• _What is being asked_
Report how many lines in the material below contain the word "query". Give only the number.

---*---

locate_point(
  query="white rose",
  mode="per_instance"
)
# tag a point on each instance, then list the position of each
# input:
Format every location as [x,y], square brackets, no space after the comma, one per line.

---*---

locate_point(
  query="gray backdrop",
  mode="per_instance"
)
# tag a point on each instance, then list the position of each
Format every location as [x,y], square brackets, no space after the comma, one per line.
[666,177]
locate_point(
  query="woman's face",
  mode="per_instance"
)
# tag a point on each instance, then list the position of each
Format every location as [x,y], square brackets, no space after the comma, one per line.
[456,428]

---*---

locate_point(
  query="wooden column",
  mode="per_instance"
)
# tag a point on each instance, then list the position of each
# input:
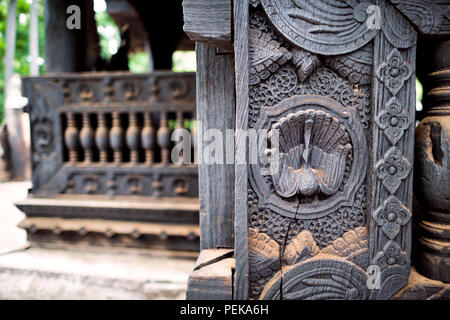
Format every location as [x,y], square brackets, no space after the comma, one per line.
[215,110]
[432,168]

---*---

• _Output of the exercise_
4